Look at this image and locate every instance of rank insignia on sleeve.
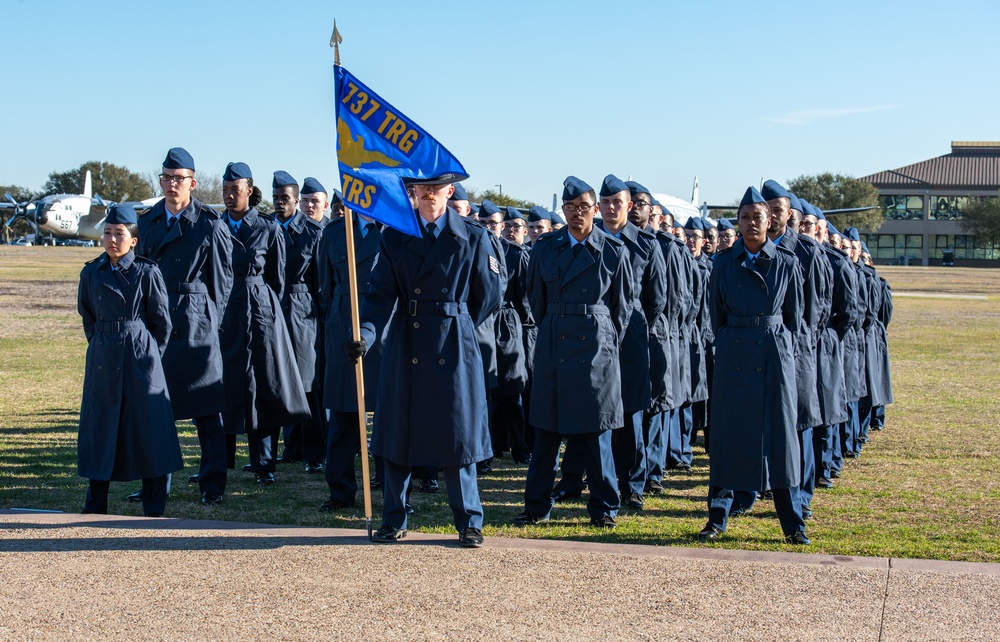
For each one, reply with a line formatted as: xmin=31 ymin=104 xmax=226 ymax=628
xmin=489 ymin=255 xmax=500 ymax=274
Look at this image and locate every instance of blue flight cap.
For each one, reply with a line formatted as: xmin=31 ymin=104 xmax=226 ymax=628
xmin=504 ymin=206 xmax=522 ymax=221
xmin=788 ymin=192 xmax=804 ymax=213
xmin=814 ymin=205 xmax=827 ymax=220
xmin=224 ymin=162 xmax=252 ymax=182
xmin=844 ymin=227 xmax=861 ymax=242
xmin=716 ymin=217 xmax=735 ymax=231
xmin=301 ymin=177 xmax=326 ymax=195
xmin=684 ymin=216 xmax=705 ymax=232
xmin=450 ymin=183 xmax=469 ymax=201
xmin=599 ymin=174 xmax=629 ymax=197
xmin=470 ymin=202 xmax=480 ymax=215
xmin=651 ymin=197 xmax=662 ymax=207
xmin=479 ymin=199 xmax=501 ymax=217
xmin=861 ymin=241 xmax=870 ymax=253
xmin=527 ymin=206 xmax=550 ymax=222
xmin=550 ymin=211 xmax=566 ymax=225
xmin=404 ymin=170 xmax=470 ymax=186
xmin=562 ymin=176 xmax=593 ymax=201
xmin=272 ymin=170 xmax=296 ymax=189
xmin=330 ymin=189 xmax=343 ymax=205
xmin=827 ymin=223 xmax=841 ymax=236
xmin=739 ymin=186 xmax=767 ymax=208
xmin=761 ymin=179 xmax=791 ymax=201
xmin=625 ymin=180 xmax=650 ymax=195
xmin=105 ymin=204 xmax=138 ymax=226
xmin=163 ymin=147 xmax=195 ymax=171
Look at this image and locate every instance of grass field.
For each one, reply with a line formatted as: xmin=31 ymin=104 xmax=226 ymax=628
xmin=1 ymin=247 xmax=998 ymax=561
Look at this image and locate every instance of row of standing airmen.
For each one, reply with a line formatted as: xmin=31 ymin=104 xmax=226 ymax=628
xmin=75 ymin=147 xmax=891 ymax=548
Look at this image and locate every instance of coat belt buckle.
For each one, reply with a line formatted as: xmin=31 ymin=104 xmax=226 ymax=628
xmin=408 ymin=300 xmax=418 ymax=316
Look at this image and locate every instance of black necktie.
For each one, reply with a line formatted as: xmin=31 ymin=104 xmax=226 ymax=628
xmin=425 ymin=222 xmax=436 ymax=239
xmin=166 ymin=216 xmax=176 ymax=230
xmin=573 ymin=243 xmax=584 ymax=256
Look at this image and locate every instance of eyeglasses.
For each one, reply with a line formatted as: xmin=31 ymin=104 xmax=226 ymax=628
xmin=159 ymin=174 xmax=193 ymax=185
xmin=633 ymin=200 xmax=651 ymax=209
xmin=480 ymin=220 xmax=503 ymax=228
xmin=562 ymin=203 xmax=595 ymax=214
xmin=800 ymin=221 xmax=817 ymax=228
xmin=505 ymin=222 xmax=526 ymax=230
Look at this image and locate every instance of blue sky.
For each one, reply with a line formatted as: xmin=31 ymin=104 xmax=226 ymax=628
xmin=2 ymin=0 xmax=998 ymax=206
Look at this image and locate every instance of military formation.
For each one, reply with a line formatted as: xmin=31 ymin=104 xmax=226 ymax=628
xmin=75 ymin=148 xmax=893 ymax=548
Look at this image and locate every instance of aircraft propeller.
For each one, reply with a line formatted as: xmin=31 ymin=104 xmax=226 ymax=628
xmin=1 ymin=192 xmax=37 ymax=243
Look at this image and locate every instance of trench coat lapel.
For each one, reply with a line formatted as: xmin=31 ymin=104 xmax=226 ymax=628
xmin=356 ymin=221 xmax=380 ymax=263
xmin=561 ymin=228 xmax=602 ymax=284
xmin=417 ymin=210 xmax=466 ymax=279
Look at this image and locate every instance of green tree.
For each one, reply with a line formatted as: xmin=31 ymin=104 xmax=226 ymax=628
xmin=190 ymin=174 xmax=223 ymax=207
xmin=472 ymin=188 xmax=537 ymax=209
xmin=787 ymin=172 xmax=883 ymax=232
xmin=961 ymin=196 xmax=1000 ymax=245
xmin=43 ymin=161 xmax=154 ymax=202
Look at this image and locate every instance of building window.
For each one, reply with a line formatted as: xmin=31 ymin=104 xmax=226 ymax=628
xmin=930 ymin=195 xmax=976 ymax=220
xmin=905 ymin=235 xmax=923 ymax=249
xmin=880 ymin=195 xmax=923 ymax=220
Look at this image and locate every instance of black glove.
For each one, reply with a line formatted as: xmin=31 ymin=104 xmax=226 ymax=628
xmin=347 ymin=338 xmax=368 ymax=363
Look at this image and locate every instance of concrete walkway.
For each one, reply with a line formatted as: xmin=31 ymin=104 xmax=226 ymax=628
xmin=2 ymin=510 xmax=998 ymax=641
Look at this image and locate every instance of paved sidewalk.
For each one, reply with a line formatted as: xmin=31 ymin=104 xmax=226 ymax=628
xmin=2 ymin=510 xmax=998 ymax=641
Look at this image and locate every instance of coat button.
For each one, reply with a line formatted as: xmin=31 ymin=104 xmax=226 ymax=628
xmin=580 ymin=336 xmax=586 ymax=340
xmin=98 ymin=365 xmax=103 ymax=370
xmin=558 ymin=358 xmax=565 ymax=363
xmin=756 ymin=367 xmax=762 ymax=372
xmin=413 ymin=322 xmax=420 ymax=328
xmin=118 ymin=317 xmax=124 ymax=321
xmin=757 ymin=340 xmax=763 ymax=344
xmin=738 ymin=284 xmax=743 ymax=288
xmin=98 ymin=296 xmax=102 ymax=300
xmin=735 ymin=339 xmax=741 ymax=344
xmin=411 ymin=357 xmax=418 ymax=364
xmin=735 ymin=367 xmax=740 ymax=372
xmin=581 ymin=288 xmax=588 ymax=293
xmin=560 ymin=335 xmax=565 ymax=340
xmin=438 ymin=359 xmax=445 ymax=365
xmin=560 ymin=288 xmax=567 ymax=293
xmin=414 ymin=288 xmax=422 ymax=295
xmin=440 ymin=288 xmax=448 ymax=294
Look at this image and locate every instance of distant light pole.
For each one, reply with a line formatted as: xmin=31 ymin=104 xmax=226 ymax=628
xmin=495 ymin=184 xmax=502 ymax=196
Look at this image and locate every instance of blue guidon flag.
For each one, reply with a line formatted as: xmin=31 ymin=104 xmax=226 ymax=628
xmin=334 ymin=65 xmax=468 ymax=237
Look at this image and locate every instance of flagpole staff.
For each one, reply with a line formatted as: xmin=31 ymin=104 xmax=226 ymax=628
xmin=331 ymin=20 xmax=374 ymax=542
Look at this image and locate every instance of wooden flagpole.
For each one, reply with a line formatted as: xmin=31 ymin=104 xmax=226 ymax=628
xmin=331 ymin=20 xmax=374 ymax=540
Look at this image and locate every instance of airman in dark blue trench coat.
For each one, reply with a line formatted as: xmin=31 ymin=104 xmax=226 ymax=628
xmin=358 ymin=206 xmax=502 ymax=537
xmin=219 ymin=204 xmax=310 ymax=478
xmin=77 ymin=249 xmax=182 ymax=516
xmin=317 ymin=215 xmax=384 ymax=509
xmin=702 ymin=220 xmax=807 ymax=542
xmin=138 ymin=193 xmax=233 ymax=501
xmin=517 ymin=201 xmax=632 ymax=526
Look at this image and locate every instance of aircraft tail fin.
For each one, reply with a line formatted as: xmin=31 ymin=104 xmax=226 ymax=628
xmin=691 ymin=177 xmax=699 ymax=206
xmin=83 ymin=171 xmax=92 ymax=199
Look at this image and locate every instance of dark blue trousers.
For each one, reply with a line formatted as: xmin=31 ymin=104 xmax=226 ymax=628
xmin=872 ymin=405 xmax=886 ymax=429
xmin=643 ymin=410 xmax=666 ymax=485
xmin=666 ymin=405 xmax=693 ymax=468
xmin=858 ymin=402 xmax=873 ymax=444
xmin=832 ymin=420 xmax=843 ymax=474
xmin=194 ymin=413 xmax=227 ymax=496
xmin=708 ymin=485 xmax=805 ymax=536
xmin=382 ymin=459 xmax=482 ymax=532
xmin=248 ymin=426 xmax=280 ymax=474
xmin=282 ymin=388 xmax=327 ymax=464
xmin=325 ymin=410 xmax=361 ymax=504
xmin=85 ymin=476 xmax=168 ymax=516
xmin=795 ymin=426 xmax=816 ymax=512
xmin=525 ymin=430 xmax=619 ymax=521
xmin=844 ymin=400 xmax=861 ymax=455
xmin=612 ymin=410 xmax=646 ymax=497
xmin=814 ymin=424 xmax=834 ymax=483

---

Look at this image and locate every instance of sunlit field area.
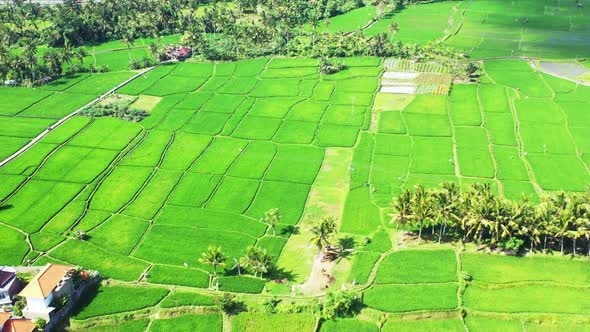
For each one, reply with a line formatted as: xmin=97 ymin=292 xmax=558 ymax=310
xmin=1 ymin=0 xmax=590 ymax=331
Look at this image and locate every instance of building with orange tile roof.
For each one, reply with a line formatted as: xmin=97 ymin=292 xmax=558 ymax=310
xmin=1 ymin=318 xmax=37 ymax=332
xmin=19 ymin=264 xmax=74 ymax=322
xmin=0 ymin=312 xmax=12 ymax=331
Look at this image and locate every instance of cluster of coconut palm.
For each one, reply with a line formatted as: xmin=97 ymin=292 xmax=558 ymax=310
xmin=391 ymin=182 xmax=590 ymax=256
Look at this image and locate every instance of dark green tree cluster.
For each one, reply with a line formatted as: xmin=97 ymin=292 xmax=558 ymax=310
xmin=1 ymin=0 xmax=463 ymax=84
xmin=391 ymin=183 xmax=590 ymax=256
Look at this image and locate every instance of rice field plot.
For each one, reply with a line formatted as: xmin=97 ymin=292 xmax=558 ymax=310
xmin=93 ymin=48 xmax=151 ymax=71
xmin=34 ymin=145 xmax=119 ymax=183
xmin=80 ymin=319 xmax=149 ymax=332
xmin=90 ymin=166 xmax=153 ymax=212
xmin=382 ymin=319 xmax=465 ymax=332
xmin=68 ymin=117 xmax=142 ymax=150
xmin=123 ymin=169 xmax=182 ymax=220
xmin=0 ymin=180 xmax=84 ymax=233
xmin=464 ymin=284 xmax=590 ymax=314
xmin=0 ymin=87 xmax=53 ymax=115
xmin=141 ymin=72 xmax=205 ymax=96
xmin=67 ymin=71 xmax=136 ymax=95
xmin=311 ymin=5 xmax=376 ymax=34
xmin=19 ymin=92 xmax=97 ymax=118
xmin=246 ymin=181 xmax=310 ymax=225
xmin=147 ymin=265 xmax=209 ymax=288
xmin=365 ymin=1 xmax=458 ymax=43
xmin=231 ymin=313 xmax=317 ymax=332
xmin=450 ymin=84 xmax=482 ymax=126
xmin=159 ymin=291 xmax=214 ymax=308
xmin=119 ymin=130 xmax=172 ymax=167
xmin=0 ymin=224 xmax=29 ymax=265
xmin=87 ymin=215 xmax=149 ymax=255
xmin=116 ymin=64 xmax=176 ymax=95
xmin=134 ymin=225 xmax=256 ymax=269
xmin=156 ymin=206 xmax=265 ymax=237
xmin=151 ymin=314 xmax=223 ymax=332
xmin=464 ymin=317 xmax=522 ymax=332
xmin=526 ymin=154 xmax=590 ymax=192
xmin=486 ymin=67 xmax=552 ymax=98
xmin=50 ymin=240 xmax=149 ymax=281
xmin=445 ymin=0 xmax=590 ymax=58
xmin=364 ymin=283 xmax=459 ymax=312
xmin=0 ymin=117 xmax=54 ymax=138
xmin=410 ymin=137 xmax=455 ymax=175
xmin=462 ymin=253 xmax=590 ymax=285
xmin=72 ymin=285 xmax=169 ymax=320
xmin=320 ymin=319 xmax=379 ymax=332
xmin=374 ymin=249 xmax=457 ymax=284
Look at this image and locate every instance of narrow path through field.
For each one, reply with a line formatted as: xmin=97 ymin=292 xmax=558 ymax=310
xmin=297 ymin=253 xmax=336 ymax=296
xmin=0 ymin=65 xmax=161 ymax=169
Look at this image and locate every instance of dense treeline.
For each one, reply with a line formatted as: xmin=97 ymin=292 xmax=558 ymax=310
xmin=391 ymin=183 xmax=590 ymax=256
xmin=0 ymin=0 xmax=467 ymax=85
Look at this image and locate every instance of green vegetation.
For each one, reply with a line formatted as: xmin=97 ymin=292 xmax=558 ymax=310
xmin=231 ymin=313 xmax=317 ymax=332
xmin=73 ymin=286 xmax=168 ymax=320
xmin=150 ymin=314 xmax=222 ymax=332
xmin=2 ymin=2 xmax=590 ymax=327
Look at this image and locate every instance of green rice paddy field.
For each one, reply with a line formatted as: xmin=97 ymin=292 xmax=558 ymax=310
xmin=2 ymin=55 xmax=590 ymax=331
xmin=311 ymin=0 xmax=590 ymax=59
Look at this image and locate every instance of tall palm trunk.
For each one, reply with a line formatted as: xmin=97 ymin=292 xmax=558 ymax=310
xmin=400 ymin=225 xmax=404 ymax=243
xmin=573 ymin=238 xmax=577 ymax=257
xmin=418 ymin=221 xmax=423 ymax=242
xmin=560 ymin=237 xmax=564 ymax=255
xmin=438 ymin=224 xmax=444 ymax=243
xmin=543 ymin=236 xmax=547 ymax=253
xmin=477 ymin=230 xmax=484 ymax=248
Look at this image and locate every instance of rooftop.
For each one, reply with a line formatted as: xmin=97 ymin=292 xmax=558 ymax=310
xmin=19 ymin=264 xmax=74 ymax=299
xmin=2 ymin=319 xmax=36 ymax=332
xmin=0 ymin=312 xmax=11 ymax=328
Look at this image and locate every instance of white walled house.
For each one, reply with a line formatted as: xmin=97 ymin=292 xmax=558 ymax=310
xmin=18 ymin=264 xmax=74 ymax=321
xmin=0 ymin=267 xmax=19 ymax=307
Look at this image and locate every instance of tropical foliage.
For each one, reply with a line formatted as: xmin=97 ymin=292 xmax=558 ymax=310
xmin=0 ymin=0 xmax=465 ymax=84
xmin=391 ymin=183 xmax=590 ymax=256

• **Work item**
Each line above that falls between the line with "Look at this image and locate every instance of rank" and the line with "Look at this image and locate every instance of blue flight" should be printed exactly, together with those two lines, but the pictures should not.

• **Solution**
Look at this image and locate every instance of rank insignia on sleeve.
For each one, reply with a line formatted as: xmin=31 ymin=104 xmax=226 ymax=628
xmin=489 ymin=255 xmax=500 ymax=274
Look at this image and locate every instance of blue flight cap.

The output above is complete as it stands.